*WORK INSTRUCTIONS*
In the pixz usage notes, what does pxz use instead of pthreads?

-- START SOURCE EXTRACT --

Compress to foo.tpxz
, removing the original:
pixz foo.tar
Extract to foo.tar
, removing the original:
pixz -d foo.tpxz
Other Flags
Faster, worse compression:
pixz -1 foo.tar
Better, slower compression:
pixz -9 foo.tar
Use exactly 2 threads:
pixz -p 2 foo.tar
Compress, but do not treat it as a tarball, i.e. do not index it:
pixz -t foo.tar
Decompress, but do not check that contents match index:
pixz -d -t foo.tpxz
List the xz blocks instead of files:
pixz -l -t foo.tpxz
For even more tuning flags, check the manual page:
man pixz
Comparison to other Tools
plzip
- about equally complex and efficient
- lzip format seems less-used
- version 1 is theoretically indexable, I think
ChopZip
- written in Python, much simpler
- more flexible, supports arbitrary compression programs
- uses streams instead of blocks, not indexable
- splits input and then combines output, much higher disk usage
pxz
- simpler code
- uses OpenMP instead of pthreads
- uses streams instead of blocks, not indexable
- uses temporary files and does not combine them until the whole file is compressed, high disk and memory usage
pbzip2
- not indexable
- appears slow
- bzip2 algorithm is non-ideal
pigz
- not indexable
dictzip, idzip
- not parallel

-- END SOURCE EXTRACT --
-- START MATERIAL SHOWN --

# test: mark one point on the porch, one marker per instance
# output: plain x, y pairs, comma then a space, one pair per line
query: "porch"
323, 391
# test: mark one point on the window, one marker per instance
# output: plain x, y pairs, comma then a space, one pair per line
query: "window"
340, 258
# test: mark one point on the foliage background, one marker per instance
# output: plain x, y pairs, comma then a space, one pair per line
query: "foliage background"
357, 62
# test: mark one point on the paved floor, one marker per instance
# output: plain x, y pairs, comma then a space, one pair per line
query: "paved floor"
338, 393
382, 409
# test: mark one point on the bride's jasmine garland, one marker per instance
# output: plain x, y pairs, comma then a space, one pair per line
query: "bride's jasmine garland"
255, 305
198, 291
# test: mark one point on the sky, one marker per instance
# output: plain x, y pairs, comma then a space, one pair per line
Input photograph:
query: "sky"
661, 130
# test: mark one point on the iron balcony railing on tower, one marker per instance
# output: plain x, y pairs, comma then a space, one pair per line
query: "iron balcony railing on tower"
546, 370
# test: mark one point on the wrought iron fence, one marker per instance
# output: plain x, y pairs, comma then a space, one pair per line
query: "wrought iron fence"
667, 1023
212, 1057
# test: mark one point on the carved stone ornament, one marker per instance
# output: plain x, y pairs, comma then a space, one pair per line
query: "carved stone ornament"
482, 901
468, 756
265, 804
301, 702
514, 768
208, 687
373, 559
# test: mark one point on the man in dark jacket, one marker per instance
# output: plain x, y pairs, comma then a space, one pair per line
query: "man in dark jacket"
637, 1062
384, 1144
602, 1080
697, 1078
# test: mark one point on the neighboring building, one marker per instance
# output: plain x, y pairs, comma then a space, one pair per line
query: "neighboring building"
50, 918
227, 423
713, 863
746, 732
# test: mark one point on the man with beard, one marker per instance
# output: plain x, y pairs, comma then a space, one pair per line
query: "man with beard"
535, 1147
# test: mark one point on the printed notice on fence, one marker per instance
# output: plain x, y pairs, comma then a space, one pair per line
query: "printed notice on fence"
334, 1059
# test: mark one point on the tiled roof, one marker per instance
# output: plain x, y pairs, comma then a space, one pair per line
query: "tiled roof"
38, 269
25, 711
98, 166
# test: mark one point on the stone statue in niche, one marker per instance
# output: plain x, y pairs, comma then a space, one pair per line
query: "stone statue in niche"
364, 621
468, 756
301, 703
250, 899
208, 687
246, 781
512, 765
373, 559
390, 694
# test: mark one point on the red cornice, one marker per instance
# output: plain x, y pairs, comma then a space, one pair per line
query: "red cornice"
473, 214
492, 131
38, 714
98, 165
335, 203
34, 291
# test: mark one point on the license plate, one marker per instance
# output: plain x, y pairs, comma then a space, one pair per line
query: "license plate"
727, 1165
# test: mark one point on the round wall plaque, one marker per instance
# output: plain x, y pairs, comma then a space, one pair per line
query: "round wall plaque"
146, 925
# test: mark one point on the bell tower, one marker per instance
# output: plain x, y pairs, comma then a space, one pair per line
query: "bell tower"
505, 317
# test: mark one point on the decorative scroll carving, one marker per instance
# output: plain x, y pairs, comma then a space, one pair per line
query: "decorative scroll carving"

-- END MATERIAL SHOWN --

*RESPONSE TO THE EXERCISE*
OpenMP.